● What to work on:
[a] In the Baacco article, print the passage that begins at the words "Co-founder Tai Alegbe" and stops after the words "25 cloud-based tools.".
[b] Decide whether each statement agrees with the Baacco article, answering yes or no and quoting the words that settle it: (i) Baacco has customers in Spain. (ii) Baacco relies on around 50 cloud-based tools. (iii) The figures on the global retail cloud market come from Emergent Research and Intuit.

● Document text:
Baacco describes itself as a “cloud-first business”, which may seem strange for a firm selling and delivering bottles of wine.
Co-founder Tai Alegbe reckons the London-based marketplace could not have gained customers in the UK, France, Germany, Belgium and Spain without tapping in to around 25 cloud-based tools.
“Cloud-based services and platforms have been central to our success to date and we consider them as integral to our future,” he says.
Baacco is one of a growing number of small firms outsourcing a range of business functions to online service providers.
More than three quarters of US-based small businesses expect to have fully adopted cloud technology by 2020, according to a study by Emergent Research and Intuit.
No wonder the value of the global retail cloud market rose from $4.2bn in 2011 to $15.1bn (£10.5bn; €13.3bn) in 2015, according to research by consultancy firm, Accenture.
Baacco uses the cloud to help with everything from processing payments to sharing documents between the team, says Mr Alegbe. It also helps ensure that “international users of our platform have the same experience as UK customers.”
Analytical tools from companies like Mixpanel, Crazy Egg and Google Analytics have been instrumental in helping Baacco grow the business overseas, says Mr Alegbe.

● Extracted data:
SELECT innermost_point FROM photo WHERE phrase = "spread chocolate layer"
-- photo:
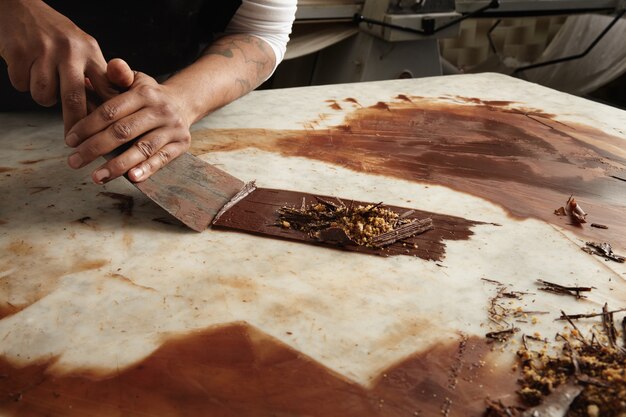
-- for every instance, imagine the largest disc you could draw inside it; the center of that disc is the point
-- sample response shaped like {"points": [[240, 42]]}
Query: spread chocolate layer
{"points": [[522, 159], [259, 213]]}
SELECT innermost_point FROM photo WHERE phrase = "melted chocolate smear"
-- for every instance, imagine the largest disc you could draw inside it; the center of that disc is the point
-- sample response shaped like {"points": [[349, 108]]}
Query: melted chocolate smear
{"points": [[239, 371], [258, 213], [32, 161], [520, 159]]}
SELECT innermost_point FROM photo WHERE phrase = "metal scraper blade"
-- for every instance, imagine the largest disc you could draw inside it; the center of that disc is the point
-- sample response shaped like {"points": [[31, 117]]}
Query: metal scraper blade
{"points": [[191, 190]]}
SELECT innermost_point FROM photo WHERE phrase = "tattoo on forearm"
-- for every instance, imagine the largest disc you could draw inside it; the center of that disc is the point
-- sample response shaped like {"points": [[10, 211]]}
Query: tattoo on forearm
{"points": [[258, 58]]}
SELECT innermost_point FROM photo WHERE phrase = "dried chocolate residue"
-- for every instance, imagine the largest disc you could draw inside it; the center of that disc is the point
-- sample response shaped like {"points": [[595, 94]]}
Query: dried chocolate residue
{"points": [[238, 370], [259, 213], [334, 105], [38, 189], [124, 203], [521, 159]]}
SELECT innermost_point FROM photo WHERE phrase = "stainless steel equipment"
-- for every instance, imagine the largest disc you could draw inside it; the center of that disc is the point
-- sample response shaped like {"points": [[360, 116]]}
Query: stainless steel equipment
{"points": [[399, 38]]}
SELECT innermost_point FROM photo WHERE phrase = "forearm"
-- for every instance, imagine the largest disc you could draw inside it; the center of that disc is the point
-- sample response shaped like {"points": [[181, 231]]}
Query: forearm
{"points": [[228, 69]]}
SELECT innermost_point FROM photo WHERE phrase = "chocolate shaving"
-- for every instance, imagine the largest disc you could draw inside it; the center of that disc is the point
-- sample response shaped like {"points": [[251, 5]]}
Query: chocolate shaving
{"points": [[502, 335], [603, 249], [561, 289], [416, 227], [374, 225], [335, 235], [247, 189], [585, 316], [575, 211]]}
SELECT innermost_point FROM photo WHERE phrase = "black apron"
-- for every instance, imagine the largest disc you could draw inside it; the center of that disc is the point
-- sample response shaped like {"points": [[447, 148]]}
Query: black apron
{"points": [[156, 37]]}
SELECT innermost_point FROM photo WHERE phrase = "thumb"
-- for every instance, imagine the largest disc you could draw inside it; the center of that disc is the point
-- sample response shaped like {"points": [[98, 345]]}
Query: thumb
{"points": [[120, 74]]}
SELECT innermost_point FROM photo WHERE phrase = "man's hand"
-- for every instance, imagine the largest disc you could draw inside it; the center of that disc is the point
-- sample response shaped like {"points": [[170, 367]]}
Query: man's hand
{"points": [[148, 111], [49, 56]]}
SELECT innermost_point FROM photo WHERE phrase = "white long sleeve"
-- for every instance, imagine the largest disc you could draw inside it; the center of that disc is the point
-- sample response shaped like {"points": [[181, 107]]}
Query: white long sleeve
{"points": [[270, 20]]}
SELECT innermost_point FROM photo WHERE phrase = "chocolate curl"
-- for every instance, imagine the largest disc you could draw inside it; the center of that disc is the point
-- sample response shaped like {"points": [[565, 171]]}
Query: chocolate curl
{"points": [[575, 211]]}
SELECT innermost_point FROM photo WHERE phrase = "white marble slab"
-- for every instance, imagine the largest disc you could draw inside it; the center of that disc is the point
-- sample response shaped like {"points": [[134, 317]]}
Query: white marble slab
{"points": [[104, 293]]}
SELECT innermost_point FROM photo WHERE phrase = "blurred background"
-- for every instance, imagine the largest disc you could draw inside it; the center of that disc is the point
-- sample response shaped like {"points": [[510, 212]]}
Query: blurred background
{"points": [[575, 46]]}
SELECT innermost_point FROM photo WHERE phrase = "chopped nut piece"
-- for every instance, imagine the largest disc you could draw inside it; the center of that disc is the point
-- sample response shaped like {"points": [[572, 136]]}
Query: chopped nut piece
{"points": [[371, 225]]}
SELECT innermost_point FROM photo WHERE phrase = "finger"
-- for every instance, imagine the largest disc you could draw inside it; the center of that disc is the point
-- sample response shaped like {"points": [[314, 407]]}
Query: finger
{"points": [[73, 95], [119, 73], [97, 76], [117, 134], [161, 158], [43, 82], [104, 116], [139, 152], [20, 76]]}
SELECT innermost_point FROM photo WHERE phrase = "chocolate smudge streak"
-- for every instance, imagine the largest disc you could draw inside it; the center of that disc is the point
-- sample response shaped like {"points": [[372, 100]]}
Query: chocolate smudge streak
{"points": [[237, 370], [124, 203], [259, 213], [521, 159]]}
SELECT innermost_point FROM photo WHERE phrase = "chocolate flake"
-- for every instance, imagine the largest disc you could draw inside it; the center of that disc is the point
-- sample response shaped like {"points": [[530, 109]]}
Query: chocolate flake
{"points": [[603, 249], [565, 290], [575, 211], [502, 335]]}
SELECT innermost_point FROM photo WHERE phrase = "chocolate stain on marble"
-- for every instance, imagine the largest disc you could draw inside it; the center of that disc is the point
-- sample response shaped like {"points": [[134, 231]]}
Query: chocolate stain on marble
{"points": [[26, 264], [39, 189], [239, 371], [124, 203], [32, 161], [334, 105], [527, 165], [258, 213]]}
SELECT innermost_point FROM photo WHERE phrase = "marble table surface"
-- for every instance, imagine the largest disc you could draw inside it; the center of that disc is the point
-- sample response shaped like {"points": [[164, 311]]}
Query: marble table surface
{"points": [[110, 308]]}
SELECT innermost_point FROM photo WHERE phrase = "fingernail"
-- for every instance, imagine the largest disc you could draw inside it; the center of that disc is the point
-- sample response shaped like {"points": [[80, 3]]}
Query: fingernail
{"points": [[72, 139], [102, 175], [137, 172], [75, 160]]}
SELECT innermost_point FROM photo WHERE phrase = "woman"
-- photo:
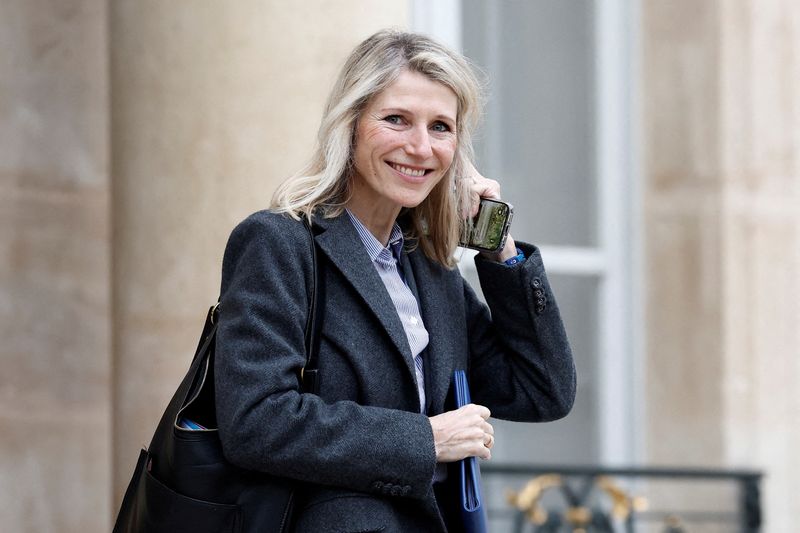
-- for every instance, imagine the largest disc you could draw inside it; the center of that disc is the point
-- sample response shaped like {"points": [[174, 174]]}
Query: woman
{"points": [[387, 192]]}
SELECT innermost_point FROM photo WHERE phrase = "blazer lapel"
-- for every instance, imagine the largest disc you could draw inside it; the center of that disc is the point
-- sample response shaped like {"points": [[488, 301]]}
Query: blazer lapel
{"points": [[340, 242], [442, 332]]}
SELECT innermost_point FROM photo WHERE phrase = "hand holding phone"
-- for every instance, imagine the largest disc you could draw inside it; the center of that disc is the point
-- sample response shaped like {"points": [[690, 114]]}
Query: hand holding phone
{"points": [[488, 229]]}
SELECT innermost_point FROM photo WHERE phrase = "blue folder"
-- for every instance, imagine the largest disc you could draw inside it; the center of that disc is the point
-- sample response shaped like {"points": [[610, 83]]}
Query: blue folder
{"points": [[473, 514]]}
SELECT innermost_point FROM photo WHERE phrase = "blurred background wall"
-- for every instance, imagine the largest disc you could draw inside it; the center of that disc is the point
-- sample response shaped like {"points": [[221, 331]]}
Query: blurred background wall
{"points": [[650, 147]]}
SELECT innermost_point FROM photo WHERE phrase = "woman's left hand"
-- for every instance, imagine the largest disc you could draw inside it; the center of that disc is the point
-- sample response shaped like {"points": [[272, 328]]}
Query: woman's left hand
{"points": [[482, 187]]}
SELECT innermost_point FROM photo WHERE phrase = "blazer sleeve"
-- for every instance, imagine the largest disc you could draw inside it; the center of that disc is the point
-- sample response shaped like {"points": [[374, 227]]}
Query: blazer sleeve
{"points": [[265, 422], [521, 365]]}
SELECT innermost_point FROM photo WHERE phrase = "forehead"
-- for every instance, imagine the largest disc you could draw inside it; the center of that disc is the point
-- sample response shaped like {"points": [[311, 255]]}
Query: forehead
{"points": [[417, 93]]}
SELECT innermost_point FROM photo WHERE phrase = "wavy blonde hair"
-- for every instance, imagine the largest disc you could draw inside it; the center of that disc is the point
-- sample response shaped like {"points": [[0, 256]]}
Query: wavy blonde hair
{"points": [[324, 185]]}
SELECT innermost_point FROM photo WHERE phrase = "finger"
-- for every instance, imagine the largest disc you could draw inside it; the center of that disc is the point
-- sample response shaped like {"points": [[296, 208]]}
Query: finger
{"points": [[483, 411]]}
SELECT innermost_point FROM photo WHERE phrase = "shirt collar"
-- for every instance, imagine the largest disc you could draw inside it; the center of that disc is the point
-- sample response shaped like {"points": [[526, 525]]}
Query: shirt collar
{"points": [[373, 245]]}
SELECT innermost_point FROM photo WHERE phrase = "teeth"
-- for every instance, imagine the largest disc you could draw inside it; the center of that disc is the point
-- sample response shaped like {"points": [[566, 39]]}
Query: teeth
{"points": [[409, 171]]}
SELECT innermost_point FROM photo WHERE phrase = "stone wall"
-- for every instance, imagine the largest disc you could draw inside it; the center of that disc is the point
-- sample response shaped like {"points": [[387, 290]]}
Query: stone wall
{"points": [[722, 214], [133, 136]]}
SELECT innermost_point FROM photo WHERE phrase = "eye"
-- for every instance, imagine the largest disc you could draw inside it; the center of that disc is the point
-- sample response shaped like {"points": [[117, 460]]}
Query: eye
{"points": [[394, 119]]}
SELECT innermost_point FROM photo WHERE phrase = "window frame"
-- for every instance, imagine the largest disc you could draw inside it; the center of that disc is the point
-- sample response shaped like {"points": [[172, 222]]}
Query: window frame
{"points": [[616, 260]]}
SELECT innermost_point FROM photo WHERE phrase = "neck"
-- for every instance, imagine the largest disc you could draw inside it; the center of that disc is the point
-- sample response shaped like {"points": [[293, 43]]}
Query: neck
{"points": [[379, 223]]}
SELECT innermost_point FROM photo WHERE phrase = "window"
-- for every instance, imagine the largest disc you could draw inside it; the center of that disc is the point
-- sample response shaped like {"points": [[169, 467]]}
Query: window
{"points": [[557, 136]]}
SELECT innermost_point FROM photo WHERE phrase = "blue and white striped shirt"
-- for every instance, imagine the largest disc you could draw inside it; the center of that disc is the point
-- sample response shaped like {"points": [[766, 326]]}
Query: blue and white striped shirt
{"points": [[385, 261]]}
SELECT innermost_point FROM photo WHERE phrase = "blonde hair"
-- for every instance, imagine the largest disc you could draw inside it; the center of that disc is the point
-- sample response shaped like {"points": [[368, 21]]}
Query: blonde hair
{"points": [[324, 185]]}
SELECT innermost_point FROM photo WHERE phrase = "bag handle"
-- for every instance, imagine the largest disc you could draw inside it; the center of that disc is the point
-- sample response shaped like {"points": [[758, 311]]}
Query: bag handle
{"points": [[313, 329]]}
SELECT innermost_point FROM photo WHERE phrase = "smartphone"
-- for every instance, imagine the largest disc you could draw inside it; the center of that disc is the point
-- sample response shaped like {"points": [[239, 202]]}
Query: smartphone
{"points": [[488, 230]]}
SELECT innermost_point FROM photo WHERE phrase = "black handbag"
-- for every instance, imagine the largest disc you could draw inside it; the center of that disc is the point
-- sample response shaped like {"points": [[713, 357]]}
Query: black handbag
{"points": [[183, 483]]}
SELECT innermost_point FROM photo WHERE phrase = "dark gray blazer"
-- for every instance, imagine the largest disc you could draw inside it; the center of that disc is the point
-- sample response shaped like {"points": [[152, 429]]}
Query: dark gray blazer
{"points": [[362, 446]]}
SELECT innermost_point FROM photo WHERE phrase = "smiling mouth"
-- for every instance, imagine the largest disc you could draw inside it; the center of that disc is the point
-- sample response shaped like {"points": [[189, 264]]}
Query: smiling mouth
{"points": [[409, 171]]}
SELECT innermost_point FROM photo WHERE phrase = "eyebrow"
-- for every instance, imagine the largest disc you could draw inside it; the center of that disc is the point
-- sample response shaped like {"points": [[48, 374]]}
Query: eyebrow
{"points": [[405, 111]]}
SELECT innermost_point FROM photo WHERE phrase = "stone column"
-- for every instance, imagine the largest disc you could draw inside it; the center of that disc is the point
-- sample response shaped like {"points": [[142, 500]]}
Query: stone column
{"points": [[213, 104], [55, 431], [722, 209]]}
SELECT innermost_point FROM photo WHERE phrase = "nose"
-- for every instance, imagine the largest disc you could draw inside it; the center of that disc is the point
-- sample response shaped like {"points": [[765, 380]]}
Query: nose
{"points": [[418, 142]]}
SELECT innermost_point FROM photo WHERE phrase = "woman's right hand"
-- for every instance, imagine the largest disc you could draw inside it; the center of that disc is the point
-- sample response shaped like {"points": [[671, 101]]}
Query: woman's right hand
{"points": [[462, 433]]}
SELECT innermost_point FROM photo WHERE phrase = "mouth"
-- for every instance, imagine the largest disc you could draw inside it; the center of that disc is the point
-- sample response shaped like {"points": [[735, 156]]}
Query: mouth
{"points": [[409, 171]]}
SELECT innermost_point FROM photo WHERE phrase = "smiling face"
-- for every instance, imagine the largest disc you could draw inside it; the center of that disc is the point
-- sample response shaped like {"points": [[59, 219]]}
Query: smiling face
{"points": [[405, 142]]}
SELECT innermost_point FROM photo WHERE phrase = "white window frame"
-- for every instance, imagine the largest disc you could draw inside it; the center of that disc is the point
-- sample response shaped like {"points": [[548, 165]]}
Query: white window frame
{"points": [[616, 261]]}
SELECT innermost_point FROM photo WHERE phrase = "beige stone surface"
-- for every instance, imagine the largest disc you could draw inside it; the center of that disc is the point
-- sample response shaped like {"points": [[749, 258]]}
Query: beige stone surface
{"points": [[212, 107], [722, 102], [55, 431]]}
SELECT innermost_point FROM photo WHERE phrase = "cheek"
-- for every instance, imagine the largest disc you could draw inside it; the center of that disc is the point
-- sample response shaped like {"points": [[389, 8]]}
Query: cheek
{"points": [[445, 150]]}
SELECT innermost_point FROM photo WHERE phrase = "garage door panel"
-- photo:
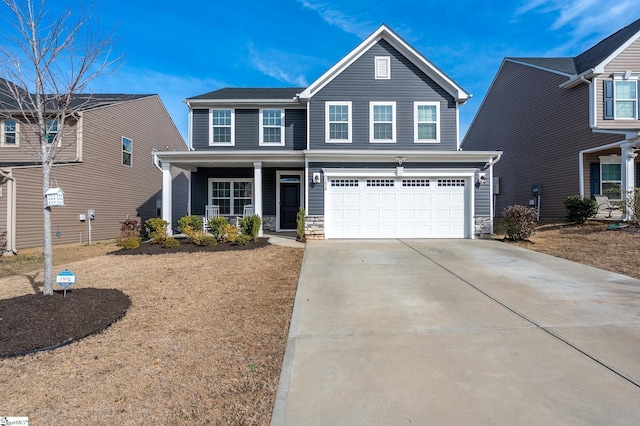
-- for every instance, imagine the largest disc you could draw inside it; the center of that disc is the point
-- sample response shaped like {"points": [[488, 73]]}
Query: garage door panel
{"points": [[396, 208]]}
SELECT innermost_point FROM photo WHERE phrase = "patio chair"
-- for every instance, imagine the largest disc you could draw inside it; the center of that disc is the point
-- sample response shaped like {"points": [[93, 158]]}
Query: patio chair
{"points": [[605, 204], [210, 212]]}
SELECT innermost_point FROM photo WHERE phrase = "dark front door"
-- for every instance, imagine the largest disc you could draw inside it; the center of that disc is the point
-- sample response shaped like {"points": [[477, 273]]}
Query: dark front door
{"points": [[289, 204]]}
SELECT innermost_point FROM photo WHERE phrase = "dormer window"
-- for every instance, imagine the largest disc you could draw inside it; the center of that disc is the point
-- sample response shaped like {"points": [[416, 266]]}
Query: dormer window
{"points": [[382, 67]]}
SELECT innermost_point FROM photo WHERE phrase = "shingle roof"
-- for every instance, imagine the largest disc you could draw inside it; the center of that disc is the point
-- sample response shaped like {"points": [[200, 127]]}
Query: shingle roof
{"points": [[591, 57], [233, 93]]}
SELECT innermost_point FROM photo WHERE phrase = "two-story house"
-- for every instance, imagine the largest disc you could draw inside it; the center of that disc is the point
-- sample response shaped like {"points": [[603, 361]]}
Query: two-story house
{"points": [[567, 125], [103, 164], [369, 150]]}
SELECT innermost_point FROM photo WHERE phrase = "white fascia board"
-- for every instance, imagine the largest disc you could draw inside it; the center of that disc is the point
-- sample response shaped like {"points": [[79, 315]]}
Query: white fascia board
{"points": [[405, 156], [409, 52]]}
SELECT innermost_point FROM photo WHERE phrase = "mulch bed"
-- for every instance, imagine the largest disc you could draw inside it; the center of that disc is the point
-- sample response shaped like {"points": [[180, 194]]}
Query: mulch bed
{"points": [[187, 247], [36, 322]]}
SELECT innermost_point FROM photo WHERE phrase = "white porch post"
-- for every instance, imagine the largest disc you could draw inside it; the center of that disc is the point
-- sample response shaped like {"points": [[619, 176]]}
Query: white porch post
{"points": [[628, 179], [166, 195], [257, 191]]}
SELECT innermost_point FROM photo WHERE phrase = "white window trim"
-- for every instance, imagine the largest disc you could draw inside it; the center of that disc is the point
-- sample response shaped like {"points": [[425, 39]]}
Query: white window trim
{"points": [[262, 126], [327, 123], [233, 125], [253, 191], [130, 152], [416, 122], [382, 67], [625, 77], [2, 134], [372, 122]]}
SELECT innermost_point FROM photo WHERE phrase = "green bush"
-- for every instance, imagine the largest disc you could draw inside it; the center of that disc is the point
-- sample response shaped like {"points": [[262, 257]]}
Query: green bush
{"points": [[157, 229], [216, 227], [250, 225], [520, 222], [580, 209], [300, 223], [242, 240], [193, 222]]}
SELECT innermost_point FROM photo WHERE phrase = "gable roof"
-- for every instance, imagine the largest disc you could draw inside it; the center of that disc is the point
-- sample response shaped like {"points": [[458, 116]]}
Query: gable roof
{"points": [[403, 47]]}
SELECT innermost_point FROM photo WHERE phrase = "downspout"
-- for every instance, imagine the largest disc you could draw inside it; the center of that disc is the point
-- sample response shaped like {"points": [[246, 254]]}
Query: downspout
{"points": [[11, 212]]}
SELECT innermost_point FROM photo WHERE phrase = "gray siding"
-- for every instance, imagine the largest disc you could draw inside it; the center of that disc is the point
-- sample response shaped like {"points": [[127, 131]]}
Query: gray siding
{"points": [[247, 130], [541, 128], [316, 191], [407, 84], [101, 182]]}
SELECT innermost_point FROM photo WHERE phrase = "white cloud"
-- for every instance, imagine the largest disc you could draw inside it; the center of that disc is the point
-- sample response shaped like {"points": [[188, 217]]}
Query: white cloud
{"points": [[331, 15]]}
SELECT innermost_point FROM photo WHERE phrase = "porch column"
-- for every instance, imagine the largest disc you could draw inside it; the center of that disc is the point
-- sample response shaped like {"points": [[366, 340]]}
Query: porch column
{"points": [[167, 182], [257, 191], [628, 179]]}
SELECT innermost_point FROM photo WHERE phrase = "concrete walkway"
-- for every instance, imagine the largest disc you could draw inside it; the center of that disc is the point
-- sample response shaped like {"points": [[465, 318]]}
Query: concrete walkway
{"points": [[458, 332]]}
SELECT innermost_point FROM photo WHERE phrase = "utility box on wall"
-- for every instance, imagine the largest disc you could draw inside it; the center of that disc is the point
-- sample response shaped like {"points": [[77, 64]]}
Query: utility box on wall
{"points": [[54, 197]]}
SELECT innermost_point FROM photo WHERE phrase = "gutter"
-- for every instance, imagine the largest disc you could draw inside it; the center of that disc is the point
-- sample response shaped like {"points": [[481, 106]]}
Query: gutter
{"points": [[11, 212]]}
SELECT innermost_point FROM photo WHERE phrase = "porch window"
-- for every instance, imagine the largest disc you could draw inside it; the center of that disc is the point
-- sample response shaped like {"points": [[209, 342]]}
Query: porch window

● Solution set:
[a]
Co-founder Tai Alegbe reckons the London-based marketplace could not have gained customers in the UK, France, Germany, Belgium and Spain without tapping in to around 25 cloud-based tools.

[b]
(i) Yes: "customers in the UK, France, Germany, Belgium and Spain"
(ii) No: "around 25 cloud-based tools"
(iii) No: "according to research by consultancy firm, Accenture"